### EXCERTO DO TEXTO
□ □ □ □ □
Wednesday, April 27, 2005

Antes do Amanhecer – Um certo romantismo

Antes do Amanhecer
Before Sunrise
Realização: Richard Linklater
Intérpretes: Julie Delpy, Etham Hawke
EUA/Áustria, 1995

Richard Linklater surpreendeu tudo e todos quando em 1995 apresentou ao mundo o belo e sensível Antes do Amanhecer. Uma obra bem diferente das suas duas anteriores. Convém ressalvar que a surpresa não residia na qualidade cinematográfica, já expressa pela crítica em Slaker (1991) e Dazzed and Confused (1993), mas antes pelo estilo que Linklater impôs à sua terceira obra, agora marcadamente romântica. Emergia com este filme um certo romantismo intimista que se julgava perdido na mais recente cinematografia americana (se exceptuarmos aqui Woody Allen). O filme ajudaria mesmo Linklater a aquecer o coração, por vezes, frio de Berlim ao conquistar o Urso de Prata para o prémio de melhor realizador.
□ □ □ □ □
### REQUISITOS
1) Enumere todos os filmes de Richard Linklater mencionados no texto sobre Antes do Amanhecer.
2) Prossiga o texto sobre Antes do Amanhecer a partir da última frase apresentada.
Os dados provêm de uma fonte distinta.

### DADOS FORNECIDOS
□ □ □ □ □
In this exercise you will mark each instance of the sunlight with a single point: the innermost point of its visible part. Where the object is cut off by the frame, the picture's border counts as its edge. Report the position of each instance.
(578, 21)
□ □ □ □ □
### RESPOSTAS POR ORDEM
1) Antes do Amanhecer (Before Sunrise), Slaker, Dazzed and Confused

2)
Apesar de se integrar no rol de histórias de 24 horas (24 h storie movies), uma fórmula utilizada por Linklater na maior parte das suas obras, a orientação desta última é de sentido quase inverso às anteriores. Se bem que as primeiras se posicionavam na análise caricatural de uma juventude americana herdeira da década de 70 e 80 (Dazzed and Confused assume-se como a resposta de Linklater a American Graffiti de George Lucas), revelando um sentido crítico corrosivo e excessivo, em Antes do Amanhecer encontramos uma aproximação bastante diferente onde a perspectiva do realizador dá lugar a uma visão bem mais realista e credível das relações humanas.

À primeira vista estamos perante um salto de amadurecimento no que toca à concepção da sua filmografia. No entanto, o que surpreende ainda mais é o facto de Linklater não ter dado seguimento, de imediato, a esta linha de orientação. Nos projectos posteriores verifica-se um regresso ao registo dos seus dois primeiros filmes: as duas comédias frívolas que se seguiriam, Suburbia (1997) e School of Rock (2001), são bem exemplo disto. Mais pela força das circunstâncias do que pelo percurso natural do desenvolvimento da sua cinematografia, Linklater só voltará mais tarde a utilizar este mesmo padrão.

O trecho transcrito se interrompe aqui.